▶ Data for the task:
_ _ _ _ _

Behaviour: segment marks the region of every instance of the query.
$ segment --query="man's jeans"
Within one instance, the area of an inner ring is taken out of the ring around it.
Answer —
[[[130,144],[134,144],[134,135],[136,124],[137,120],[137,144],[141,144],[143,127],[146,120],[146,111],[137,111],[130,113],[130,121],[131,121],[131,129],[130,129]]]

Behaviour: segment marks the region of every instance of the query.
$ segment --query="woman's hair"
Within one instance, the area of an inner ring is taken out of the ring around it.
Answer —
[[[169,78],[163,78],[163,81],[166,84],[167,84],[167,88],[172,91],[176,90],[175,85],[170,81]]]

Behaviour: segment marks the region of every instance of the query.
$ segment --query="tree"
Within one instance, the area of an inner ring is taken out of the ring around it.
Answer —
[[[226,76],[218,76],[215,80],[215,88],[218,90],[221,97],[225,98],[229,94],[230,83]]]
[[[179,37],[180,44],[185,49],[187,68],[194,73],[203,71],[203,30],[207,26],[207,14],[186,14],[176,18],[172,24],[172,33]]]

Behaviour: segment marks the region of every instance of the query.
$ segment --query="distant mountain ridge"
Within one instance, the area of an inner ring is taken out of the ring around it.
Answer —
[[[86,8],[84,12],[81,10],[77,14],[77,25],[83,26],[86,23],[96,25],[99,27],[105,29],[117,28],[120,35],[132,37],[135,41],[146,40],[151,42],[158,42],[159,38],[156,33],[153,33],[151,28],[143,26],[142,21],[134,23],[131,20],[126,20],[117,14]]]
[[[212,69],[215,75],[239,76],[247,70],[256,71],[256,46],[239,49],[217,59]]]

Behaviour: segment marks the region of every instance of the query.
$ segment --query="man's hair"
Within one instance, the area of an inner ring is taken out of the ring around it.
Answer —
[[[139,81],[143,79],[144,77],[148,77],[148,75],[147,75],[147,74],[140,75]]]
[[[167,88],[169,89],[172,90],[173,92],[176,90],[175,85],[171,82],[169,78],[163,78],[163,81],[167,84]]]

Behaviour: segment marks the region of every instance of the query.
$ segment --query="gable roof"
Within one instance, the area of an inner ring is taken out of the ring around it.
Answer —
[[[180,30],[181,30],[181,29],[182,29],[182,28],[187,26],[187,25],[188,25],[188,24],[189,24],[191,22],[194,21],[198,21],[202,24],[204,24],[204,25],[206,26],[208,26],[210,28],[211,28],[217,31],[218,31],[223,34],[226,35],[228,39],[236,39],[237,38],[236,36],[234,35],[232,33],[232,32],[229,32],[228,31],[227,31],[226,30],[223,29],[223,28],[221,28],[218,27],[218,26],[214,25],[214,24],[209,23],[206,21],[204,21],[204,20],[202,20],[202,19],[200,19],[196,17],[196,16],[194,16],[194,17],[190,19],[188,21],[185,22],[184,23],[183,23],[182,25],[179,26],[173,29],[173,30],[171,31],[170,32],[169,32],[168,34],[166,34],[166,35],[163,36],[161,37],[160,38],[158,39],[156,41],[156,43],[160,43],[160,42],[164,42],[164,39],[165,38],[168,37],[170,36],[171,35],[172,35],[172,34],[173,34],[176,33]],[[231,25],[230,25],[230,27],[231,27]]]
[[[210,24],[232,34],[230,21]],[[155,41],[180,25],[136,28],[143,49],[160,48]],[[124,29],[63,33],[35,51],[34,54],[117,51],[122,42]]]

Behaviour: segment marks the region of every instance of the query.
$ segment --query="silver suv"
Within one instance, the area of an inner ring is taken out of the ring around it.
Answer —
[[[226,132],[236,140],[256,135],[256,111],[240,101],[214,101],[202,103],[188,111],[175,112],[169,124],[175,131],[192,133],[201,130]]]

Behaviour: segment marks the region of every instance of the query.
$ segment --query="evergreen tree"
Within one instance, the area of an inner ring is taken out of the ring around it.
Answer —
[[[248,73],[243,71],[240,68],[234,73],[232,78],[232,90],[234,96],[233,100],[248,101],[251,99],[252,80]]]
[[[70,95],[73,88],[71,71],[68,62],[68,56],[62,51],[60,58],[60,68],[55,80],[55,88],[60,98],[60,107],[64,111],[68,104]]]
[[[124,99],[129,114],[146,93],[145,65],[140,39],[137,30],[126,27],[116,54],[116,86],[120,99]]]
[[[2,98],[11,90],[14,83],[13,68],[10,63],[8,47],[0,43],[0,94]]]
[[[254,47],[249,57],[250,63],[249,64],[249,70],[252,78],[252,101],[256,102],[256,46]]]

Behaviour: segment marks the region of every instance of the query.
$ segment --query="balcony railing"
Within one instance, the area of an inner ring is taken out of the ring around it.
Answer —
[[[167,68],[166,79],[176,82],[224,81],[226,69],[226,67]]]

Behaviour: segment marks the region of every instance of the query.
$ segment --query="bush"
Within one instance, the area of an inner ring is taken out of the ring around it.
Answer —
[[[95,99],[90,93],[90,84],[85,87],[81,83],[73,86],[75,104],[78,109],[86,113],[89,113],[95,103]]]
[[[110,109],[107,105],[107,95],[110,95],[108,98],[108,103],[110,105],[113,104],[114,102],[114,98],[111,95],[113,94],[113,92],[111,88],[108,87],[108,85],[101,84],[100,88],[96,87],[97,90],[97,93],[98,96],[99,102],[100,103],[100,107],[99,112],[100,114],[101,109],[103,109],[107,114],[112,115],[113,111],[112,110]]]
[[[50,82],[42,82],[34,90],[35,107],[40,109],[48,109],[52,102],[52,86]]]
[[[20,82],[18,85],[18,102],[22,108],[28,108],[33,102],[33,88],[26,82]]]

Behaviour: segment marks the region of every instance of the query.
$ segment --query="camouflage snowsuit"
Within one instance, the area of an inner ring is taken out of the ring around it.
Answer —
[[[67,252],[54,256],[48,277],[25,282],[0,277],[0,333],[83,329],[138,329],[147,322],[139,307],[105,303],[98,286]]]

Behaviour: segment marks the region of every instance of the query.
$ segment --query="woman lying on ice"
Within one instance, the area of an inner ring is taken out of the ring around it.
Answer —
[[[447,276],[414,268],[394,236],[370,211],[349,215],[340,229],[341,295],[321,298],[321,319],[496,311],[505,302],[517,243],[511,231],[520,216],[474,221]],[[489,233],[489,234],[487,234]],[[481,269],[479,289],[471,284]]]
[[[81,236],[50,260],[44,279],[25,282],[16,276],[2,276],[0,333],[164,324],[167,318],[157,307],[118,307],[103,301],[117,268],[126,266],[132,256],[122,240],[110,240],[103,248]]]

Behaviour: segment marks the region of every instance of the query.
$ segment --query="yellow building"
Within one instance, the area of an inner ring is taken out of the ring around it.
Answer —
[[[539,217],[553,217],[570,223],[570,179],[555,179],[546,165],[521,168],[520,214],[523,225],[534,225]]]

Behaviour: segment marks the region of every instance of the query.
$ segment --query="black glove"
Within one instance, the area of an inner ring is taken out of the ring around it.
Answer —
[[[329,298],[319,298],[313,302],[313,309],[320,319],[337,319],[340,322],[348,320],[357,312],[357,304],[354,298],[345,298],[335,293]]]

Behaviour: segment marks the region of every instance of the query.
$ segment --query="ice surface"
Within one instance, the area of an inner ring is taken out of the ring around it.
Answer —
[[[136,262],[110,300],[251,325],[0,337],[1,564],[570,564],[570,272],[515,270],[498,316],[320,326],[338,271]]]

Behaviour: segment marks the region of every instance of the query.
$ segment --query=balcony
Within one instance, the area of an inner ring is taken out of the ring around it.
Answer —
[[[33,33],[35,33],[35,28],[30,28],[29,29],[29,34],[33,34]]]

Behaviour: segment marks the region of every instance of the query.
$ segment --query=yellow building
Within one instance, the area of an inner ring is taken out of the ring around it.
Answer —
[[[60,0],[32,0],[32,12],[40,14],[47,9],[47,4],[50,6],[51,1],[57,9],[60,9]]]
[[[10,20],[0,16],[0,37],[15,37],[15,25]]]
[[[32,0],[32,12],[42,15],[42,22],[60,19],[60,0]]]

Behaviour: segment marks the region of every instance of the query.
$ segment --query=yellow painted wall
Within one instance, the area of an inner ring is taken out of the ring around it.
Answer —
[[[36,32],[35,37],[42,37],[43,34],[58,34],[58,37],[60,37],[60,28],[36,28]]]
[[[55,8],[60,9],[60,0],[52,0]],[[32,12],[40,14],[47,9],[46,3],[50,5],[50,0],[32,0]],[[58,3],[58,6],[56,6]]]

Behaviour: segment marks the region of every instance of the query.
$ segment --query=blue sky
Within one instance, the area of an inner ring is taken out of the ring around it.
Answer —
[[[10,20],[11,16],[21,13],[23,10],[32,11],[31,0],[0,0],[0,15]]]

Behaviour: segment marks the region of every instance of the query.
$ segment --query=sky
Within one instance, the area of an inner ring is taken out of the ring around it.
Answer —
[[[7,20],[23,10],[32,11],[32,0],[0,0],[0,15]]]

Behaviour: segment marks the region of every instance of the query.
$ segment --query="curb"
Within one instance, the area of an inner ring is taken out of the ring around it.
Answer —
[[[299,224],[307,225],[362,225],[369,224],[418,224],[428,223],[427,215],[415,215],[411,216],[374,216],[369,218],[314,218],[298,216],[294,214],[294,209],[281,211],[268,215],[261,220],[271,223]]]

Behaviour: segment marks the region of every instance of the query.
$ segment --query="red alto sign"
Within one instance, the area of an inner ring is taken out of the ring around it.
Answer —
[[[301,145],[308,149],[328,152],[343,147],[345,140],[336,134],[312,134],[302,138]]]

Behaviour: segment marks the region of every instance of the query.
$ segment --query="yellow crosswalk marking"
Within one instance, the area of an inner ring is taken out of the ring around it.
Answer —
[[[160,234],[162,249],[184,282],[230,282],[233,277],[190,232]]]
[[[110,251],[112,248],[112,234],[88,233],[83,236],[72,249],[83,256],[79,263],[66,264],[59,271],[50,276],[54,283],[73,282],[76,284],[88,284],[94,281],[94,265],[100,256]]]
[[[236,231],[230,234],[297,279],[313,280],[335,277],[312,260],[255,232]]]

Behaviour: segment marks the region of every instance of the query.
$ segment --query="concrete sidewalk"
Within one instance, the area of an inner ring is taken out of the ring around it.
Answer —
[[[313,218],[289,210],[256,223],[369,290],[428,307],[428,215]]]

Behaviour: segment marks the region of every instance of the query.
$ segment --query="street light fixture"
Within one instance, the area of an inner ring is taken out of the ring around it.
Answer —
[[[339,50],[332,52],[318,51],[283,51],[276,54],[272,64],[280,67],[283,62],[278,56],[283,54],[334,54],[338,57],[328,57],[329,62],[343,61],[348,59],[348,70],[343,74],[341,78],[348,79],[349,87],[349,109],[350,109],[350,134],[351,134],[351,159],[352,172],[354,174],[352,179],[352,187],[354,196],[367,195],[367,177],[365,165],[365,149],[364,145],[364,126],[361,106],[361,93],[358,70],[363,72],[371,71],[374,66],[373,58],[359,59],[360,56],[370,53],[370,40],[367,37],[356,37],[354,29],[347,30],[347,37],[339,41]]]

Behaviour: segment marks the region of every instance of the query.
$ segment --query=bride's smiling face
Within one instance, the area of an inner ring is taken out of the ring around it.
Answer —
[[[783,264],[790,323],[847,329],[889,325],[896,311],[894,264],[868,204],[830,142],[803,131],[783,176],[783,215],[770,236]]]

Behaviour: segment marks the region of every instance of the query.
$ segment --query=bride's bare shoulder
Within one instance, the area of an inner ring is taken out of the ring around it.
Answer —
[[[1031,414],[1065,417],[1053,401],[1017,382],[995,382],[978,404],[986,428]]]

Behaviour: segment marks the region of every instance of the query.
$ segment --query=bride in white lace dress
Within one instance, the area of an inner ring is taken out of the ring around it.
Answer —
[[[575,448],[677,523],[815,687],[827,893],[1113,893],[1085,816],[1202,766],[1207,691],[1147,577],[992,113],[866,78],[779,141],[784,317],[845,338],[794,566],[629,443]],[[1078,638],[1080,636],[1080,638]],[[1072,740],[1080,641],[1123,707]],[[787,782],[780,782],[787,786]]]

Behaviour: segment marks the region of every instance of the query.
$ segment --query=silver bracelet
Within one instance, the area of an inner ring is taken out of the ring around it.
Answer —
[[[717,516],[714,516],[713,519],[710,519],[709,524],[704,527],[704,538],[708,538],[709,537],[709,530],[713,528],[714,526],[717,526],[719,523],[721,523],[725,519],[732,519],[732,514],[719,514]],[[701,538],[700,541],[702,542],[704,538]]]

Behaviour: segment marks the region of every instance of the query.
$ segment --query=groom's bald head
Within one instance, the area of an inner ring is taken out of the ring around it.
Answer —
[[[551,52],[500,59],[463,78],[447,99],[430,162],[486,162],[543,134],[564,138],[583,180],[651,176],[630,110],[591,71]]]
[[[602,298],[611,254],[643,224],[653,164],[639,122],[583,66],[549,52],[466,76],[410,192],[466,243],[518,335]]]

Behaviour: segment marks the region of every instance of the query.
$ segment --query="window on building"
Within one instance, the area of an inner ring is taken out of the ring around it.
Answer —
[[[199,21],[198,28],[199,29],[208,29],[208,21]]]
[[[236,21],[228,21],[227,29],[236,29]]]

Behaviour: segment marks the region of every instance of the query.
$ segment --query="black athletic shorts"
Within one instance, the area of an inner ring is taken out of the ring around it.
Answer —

_ _ _ _ _

▶ Exercise brief:
Count the lines in the data above that contain the string "balcony". Give only the number.

▶ Worked answer:
2